## Passage given

The Babylonian Exile is supported by archaeology and is thought to have been the cause of the first Jewish Diaspora.

By the latter part of first millennium BCE Judaism was established in many cities across the middle east and more firmly monotheistic.  It now denied the very existence of any other gods. God was no longer taking human form and dropping-in on adherents  for a chat; perhaps in the company of an angle or two as he did in Abraham's time. God was now generally restricted to communicating through dreams and visions.

This was in stark contrast to the Egyptian, Babylonian, Greek and Roman conception where there was a full pantheon of specialist gods for various occasions; who often took human form or sired demi-gods; and where high achieving humans could graduate to the divine.

This pagan tradition of a pantheon is restored somewhat in the Christianity of the Middle Ages (around 400 CE) with concept of 'Communion of Saints' and of course with the divinity of the 'Mother of God' and sanctification in general.  Again Christians could pray to more than one specialist, or personal, being.

Records from a data collection:
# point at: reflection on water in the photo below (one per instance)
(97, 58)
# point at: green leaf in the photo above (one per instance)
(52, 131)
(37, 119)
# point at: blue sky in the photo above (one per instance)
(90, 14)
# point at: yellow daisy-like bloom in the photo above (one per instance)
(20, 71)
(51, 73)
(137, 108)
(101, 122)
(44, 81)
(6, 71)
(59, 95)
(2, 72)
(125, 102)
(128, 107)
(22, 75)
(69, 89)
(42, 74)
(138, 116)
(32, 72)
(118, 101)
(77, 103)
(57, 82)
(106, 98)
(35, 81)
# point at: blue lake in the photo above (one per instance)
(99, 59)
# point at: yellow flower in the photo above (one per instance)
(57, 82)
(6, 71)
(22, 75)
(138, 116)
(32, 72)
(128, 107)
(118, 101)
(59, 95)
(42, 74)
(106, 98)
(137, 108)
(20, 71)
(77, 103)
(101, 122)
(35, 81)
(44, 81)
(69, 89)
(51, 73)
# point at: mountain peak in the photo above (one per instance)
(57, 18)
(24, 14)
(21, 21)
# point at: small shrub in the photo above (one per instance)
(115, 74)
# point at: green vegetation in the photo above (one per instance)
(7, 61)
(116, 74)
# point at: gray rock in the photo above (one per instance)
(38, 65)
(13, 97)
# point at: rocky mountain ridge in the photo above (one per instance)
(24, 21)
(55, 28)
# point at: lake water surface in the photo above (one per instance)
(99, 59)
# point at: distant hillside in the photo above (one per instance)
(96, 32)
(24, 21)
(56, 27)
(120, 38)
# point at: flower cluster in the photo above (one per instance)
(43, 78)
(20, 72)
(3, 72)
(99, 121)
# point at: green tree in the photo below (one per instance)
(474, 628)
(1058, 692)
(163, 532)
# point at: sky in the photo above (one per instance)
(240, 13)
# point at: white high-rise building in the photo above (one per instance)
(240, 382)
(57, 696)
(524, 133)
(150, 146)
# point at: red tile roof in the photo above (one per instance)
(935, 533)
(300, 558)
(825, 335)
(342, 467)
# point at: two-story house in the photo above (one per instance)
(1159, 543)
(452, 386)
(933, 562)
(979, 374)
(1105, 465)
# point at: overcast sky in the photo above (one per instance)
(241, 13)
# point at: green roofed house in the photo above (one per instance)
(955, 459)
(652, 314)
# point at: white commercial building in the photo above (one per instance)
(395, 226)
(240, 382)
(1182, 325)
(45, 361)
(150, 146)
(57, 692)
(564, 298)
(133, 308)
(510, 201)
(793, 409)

## Tasks to carry out
**1)** Which cultures does the passage on monotheism name as having a full pantheon of specialist gods?
**2)** Answer these from the passage on monotheism:
(a) What is thought to have caused the first Jewish Diaspora?
(b) By the latter part of the first millennium BCE, through what was God generally restricted to communicating?
(c) Which concept does Christianity of the Middle Ages hold alongside the divinity of the 'Mother of God'?
**3)** Continue the passage on monotheism from the point where it stops.

## Outputs in order
**1)** Egyptian, Babylonian, Greek, Roman

**2)**
(a) The Babylonian Exile
(b) Dreams and visions
(c) The 'Communion of Saints'

**3)**
Christianity more transparently evolved from Judaism, modified by Roman and Greek religious beliefs and practice.  Christians were Jews until they were excluded from Synagogues between 85 and 90 AD for heresy, a rift reinforced by the Council of Yavne (Jamnia 90AD).  After this the two religions split and, like Protestants and Roman Catholics, set about vilifying each other.  Scholars believe that a substantial part of the New Testament was written (by Paul/Saul and the author of John, between 100 and 150 AD after the split), as these assert Christ’s divinity (not claimed in the early gospels). 

Islam clearly evolved from Judaism and Christianity overlaid with Arab tribal identification and the personal idiosyncrasies of the Prophet Mohammed.  This is very well documented and not disputed.  There is even an interesting display of his personal effects and writings that you can see for yourself in the Topkapi Palace in Istanbul.

Similarly, most eastern religions trace their origins to India.  In Europe, Christianity has adopted many pre-Christian cultural practices, including Easter and Christmas. 

It is reasonable to believe that it is the hand and mind of man, not of a God, that created and moulded these religions.